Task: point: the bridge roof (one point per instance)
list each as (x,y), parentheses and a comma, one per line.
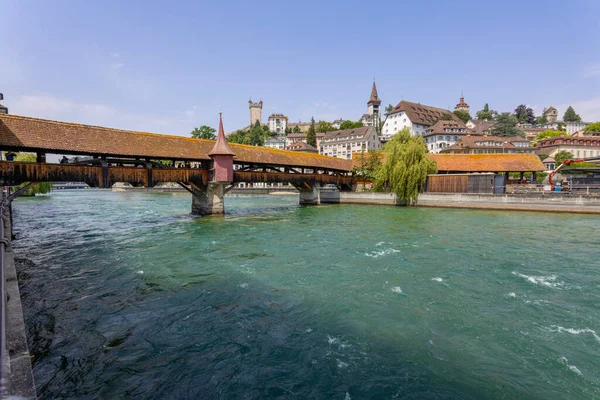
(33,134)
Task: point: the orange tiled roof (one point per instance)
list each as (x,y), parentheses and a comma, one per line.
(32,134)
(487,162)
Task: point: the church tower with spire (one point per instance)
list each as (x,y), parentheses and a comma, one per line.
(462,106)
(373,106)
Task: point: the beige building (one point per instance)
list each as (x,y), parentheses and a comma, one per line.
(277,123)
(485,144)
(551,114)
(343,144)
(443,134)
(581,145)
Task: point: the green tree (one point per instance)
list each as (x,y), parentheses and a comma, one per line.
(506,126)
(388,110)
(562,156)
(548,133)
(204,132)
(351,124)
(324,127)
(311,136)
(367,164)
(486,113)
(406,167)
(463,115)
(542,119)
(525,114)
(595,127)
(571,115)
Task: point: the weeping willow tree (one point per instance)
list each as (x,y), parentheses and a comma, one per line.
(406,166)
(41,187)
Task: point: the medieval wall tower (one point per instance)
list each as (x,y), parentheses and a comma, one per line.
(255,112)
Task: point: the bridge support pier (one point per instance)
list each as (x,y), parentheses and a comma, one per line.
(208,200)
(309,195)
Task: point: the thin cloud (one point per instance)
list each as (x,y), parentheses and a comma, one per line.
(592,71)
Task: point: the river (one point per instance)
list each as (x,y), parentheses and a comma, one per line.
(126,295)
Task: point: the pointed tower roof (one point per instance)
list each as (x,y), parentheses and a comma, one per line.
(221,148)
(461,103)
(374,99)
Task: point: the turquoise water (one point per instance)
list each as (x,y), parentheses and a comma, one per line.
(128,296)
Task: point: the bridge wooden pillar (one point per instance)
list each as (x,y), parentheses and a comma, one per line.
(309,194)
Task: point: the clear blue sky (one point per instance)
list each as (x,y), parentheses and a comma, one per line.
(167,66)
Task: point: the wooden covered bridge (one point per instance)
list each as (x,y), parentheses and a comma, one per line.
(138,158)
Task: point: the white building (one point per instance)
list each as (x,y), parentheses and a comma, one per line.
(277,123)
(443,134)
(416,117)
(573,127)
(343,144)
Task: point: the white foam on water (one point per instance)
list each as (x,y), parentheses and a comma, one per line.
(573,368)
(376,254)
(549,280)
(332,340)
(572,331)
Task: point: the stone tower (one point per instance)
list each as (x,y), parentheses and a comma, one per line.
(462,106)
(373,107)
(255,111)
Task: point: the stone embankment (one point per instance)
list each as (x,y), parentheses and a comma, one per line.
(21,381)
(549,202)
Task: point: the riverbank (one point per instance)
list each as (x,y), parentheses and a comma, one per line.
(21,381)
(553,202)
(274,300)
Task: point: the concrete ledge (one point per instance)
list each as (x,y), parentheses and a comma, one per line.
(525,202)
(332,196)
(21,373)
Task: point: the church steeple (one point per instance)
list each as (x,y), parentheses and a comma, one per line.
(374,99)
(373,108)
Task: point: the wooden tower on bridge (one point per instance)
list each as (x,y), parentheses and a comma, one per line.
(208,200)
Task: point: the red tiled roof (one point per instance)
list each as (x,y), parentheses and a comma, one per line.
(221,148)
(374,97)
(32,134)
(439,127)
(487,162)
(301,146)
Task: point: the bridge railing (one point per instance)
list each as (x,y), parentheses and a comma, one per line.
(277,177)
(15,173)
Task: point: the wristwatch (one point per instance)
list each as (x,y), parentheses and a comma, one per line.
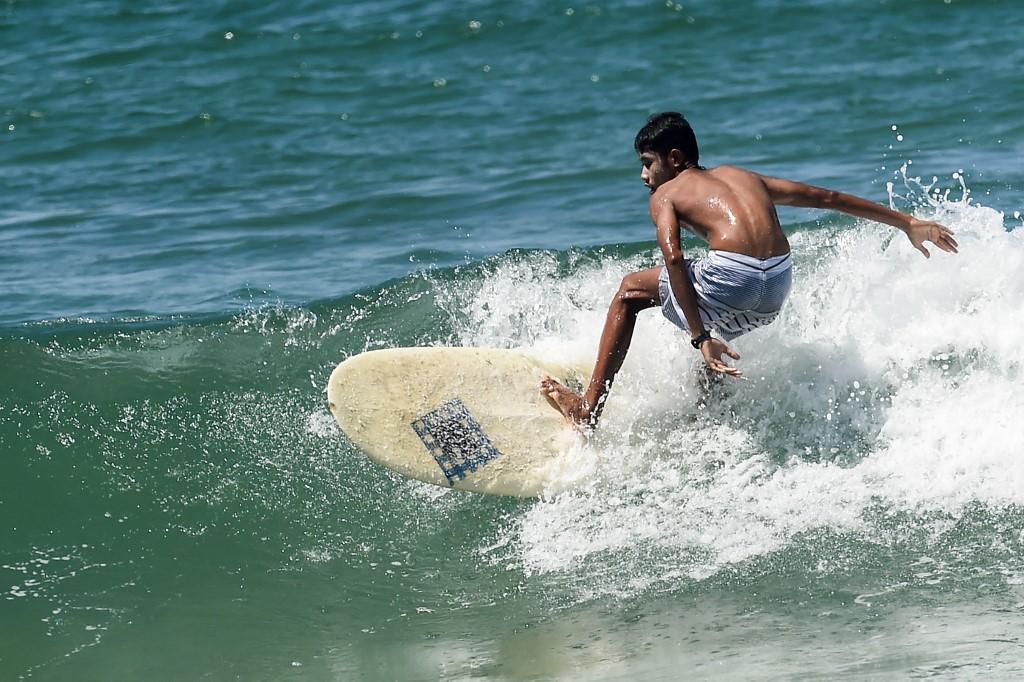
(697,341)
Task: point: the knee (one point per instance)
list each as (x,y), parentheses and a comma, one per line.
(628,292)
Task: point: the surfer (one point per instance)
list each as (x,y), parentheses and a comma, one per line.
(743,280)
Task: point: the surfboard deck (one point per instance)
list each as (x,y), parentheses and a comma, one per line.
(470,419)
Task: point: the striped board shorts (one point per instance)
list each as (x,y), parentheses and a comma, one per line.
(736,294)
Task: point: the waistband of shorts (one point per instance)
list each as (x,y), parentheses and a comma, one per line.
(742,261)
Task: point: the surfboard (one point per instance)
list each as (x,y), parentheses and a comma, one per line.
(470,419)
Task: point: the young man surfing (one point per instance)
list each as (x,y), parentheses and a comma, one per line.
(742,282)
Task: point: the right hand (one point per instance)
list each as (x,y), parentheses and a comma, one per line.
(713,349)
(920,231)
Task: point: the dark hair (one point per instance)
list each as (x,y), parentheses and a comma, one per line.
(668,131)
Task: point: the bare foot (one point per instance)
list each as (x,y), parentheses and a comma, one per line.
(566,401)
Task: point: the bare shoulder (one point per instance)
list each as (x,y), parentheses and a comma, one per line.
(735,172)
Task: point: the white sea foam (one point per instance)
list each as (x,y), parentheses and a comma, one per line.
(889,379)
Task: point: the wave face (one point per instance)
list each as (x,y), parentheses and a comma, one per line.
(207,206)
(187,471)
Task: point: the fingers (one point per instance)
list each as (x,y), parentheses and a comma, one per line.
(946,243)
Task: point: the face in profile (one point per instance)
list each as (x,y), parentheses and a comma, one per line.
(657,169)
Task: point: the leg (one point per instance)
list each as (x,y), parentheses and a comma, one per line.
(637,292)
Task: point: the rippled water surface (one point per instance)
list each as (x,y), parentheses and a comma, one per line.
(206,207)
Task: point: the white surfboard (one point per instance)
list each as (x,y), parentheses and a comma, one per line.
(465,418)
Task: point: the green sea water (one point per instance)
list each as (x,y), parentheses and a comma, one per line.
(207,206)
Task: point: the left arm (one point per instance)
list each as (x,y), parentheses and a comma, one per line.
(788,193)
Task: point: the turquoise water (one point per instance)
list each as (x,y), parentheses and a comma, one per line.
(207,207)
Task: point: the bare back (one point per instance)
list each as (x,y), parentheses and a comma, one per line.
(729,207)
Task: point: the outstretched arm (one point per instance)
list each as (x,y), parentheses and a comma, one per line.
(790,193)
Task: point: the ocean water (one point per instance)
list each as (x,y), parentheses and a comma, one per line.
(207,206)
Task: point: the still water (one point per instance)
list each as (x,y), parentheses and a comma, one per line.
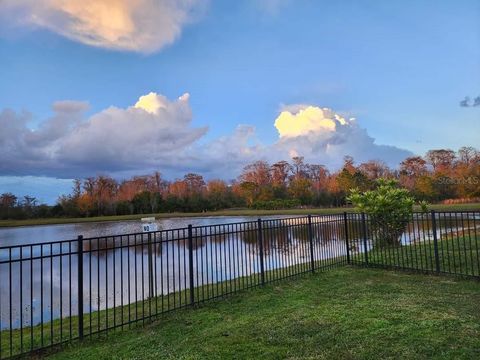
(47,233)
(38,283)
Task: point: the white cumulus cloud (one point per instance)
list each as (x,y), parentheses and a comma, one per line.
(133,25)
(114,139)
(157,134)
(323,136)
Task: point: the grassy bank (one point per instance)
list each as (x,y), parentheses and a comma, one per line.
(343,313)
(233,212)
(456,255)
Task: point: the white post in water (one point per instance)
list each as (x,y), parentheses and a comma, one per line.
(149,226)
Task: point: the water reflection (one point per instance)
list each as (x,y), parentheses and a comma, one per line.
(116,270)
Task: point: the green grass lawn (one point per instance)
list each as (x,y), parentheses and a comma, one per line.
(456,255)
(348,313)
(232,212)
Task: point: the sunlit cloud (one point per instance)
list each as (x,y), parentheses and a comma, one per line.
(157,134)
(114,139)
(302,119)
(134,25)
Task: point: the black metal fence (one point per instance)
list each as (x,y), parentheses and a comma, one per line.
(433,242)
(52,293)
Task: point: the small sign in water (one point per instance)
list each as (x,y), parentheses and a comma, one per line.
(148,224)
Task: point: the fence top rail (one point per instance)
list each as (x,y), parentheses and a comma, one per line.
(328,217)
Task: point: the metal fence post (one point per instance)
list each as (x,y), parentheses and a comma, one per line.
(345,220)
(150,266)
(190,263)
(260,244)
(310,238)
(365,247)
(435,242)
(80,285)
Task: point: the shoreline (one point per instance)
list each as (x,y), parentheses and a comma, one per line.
++++++++++++++++++++
[INSTRUCTION]
Copy the material above exactly and drop the pictures.

[PROBLEM SOLUTION]
Task: point: the bridge roof (one point per instance)
list each as (x,y), parentheses and a comma, one per line.
(33,134)
Task: point: the orange tiled roof (one point per instance)
list each as (x,y), parentheses and a comma, one per line.
(32,134)
(487,162)
Task: point: the church tower with spire (one point per instance)
list each as (x,y), parentheses and a comma, one per line.
(462,106)
(373,106)
Task: point: the beige building (one point per instance)
list each as (x,y), parentheses and a comma, one per line.
(277,123)
(485,144)
(551,114)
(343,144)
(443,134)
(581,145)
Task: point: the green tree (one point per instance)
list each as (x,y), parentheses and a comma, one per line.
(506,126)
(388,110)
(562,156)
(548,133)
(204,132)
(351,124)
(324,127)
(311,136)
(367,164)
(486,113)
(406,167)
(463,115)
(542,119)
(525,114)
(595,127)
(571,115)
Task: point: the weeping willow tree (one point per instance)
list each as (x,y), parentheses and a comma, one per line.
(406,166)
(41,187)
Task: point: the medieval wall tower (one point per instance)
list each as (x,y), parentheses and a comma, one per line.
(255,112)
Task: point: the bridge support pier (one point per instance)
list each as (x,y), parentheses and a comma, one per line.
(208,200)
(309,195)
Task: point: the thin cloud (one point per instance)
list each as (x,y), parentheses and a comma, one per line.
(592,71)
Task: point: the river (one point per instance)
list each as (x,y), parentheses and a comma, one per line.
(126,295)
Task: point: the pointed tower roof (one point per instance)
list each as (x,y), parentheses and a comma, one per line.
(221,148)
(461,103)
(374,99)
Task: point: the turquoise water (one point per instance)
list each as (x,y), parentheses and a comma, one per line.
(128,296)
Task: point: the bridge wooden pillar (one point per instance)
list each as (x,y), parentheses and a comma, one per line.
(309,194)
Task: point: the clear blue sky (one point per instance)
list each as (x,y), parentheses and a comma, one per line.
(167,66)
Task: point: the wooden covered bridge (one point per instance)
list each as (x,y), parentheses and a comma, one per line.
(138,158)
Task: point: the white building (one point per instance)
list each as (x,y), parentheses and a comma, one per line.
(277,123)
(443,134)
(416,117)
(573,127)
(343,144)
Task: point: the white foam on water (one point per instance)
list each as (x,y), parentheses and a comma, one per line.
(573,368)
(376,254)
(549,280)
(332,340)
(572,331)
Task: point: the stone tower (one point per instance)
list each as (x,y), parentheses and a comma, one per line.
(462,106)
(373,107)
(255,111)
Task: point: the stone embankment (one point per instance)
list each as (x,y), parentheses and a comma, one per line.
(21,381)
(549,202)
Task: point: the riverbank (one point per instance)
list each as (x,y), parentheses and a comma, one per line.
(21,381)
(553,202)
(274,300)
Task: point: the concrete ledge (one point per instance)
list each as (x,y), parentheses and a comma, one per line.
(525,202)
(332,196)
(21,373)
Task: point: the church steeple (one point per instance)
list each as (x,y), parentheses and a comma, one per line.
(374,99)
(373,108)
Task: point: the wooden tower on bridge (one point per instance)
list each as (x,y), parentheses and a comma, one per line.
(208,200)
Task: point: the red tiled roof (one point per instance)
list each as (x,y), parentheses and a comma, one per line.
(221,148)
(374,97)
(32,134)
(439,127)
(487,162)
(301,146)
Task: point: the bridge railing (one point per instance)
list each as (x,y), parentheses and a comma, one per line.
(277,177)
(15,173)
Task: point: the wristwatch (one point per instance)
list each as (x,y), parentheses and a comma, one per line.
(697,341)
Task: point: the knee (one point per instance)
list each as (x,y), parentheses and a comma, one per line.
(628,292)
Task: point: the surfer (one point per instance)
list each as (x,y), parentheses and a comma, one per line.
(743,280)
Task: point: the surfboard deck (one point per instance)
list each as (x,y), parentheses and a comma, one per line.
(470,419)
Task: point: the striped board shorts (one point per instance)
list each as (x,y), parentheses and a comma, one per line.
(736,294)
Task: point: the waistband of shorts (one point per instance)
list each as (x,y), parentheses and a comma, one per line.
(742,261)
Task: point: the surfboard (one point per instance)
list each as (x,y), parentheses and a comma, one per line.
(470,419)
Task: point: the young man surfing (one point per instance)
list each as (x,y), parentheses and a comma, one per line.
(742,282)
Task: point: the right hand (one point per instance)
list each as (x,y), parentheses and a comma, one per line.
(713,349)
(920,231)
Task: point: the dark hair (one point per instance)
list each as (x,y), parentheses and a comma, one per line.
(668,131)
Task: point: the bare foot (one point per instance)
list each as (x,y), parentheses and a comma, one per line.
(566,401)
Task: point: the bare shoulder (one point per instance)
list each as (x,y), parentheses and a comma, one per line.
(735,172)
Task: point: the white sea foam (one point per instance)
list each as (x,y), parentheses and a comma, one per line.
(889,379)
Task: point: the wave face (one point per instance)
list each as (x,y), parentheses and a comma, one per line.
(207,206)
(187,471)
Task: point: the fingers (one point per instance)
list each as (x,y), parentheses and a comma, one per line.
(946,243)
Task: point: the face in profile (one point per instance)
list each as (x,y), parentheses and a comma, one per line.
(657,169)
Task: point: the leg (one point per instance)
list each as (x,y), parentheses and a comma, one per line.
(637,292)
Task: point: the rippled water surface (one point per instance)
list each as (x,y), parentheses and a comma, one per line.
(206,207)
Task: point: the white surfboard (one point per instance)
list each as (x,y), parentheses and a comma, one per line.
(465,418)
Task: point: the green sea water (one point per instance)
list each as (x,y), parentheses and a comma, one per line.
(207,206)
Task: point: the left arm (one point per instance)
list each as (x,y), parentheses and a comma, one per line.
(788,193)
Task: point: the turquoise water (one point per instance)
list each as (x,y), parentheses and a comma, one per line.
(207,207)
Task: point: the bare back (one point per instance)
list each as (x,y), parentheses and a comma, one per line.
(729,207)
Task: point: the outstretched arm (one point per instance)
list each as (x,y), parentheses and a comma, one per line.
(790,193)
Task: point: the ocean water (one point per instance)
list each as (x,y), parentheses and a comma, one per line.
(207,206)
Task: point: the still water (one point per instance)
list each as (x,y), parentheses and a comma, one per line.
(47,233)
(38,283)
Task: point: the white cumulus cloud (one point per instance)
list each as (x,y), parentheses and a comma, one per line.
(133,25)
(114,139)
(157,134)
(323,136)
Task: point: the grassy bank (one point per instance)
list each as (x,y), parentheses and a comma, one per line.
(343,313)
(233,212)
(456,255)
Task: point: the white post in water (one point per instance)
list each as (x,y), parentheses and a comma, one per line.
(149,226)
Task: point: the water reflection (one point per instance)
list each as (x,y), parentheses and a comma, one per line.
(116,270)
Task: point: the green grass lawn (one point per instance)
list each as (x,y), parentheses and a comma, one per line.
(456,255)
(348,313)
(232,212)
Task: point: the sunlit cloud (one point per instance)
list each as (x,y), parentheses and a comma, one per line.
(157,134)
(114,139)
(302,119)
(134,25)
Task: point: the black metal fence (one point per instance)
list each as (x,y), parentheses and a comma, one per line.
(433,242)
(52,293)
Task: point: the small sign in water (one point per instance)
list each as (x,y), parentheses and a comma, one per line.
(148,224)
Task: point: the fence top rail (one point per instance)
list each as (x,y), parentheses and a comma, one per line.
(328,217)
Task: point: the metal fence post (one point per instance)
list each as (x,y), parentheses and a comma, one per line.
(345,220)
(150,266)
(190,263)
(260,244)
(310,238)
(365,247)
(435,242)
(80,285)
Task: point: the shoreline (one point per instance)
list each as (x,y), parentheses and a comma, one per line.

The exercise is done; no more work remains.